= Written exercise =
Gather every line below that contains the string "frame", and copy each one out in full.

= Records provided =
▼

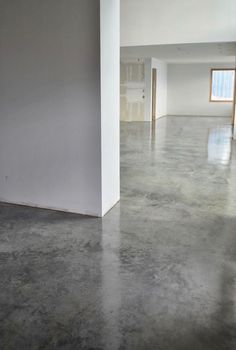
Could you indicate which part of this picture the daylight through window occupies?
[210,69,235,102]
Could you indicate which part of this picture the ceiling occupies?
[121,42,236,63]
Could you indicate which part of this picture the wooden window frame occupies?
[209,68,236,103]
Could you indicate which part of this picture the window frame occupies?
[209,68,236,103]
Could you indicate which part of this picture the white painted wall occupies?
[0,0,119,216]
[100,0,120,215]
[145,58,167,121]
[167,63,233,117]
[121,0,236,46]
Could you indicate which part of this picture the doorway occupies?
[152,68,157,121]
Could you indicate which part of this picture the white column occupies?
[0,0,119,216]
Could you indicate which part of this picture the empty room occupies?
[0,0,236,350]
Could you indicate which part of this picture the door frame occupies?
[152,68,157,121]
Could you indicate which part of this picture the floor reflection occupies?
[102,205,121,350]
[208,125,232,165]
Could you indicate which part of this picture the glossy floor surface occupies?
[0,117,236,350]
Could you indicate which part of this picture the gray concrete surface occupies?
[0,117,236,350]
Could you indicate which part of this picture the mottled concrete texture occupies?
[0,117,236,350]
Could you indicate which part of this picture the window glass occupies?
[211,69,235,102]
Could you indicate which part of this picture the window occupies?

▲
▼

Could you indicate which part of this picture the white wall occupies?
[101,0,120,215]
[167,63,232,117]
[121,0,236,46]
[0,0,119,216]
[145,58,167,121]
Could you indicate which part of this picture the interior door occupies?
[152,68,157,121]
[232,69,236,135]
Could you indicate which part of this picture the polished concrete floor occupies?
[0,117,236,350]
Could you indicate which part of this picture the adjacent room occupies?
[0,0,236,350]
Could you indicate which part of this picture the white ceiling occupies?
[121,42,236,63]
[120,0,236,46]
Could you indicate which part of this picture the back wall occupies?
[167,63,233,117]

▲
▼

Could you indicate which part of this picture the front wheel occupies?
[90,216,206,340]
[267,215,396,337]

▲

= Solution to this problem =
Could you indicate which part of this picture the wooden window frame occupies?
Could you indicate which part of this picture the window frame occupies?
Could you indicate which part of this picture the door frame occupies?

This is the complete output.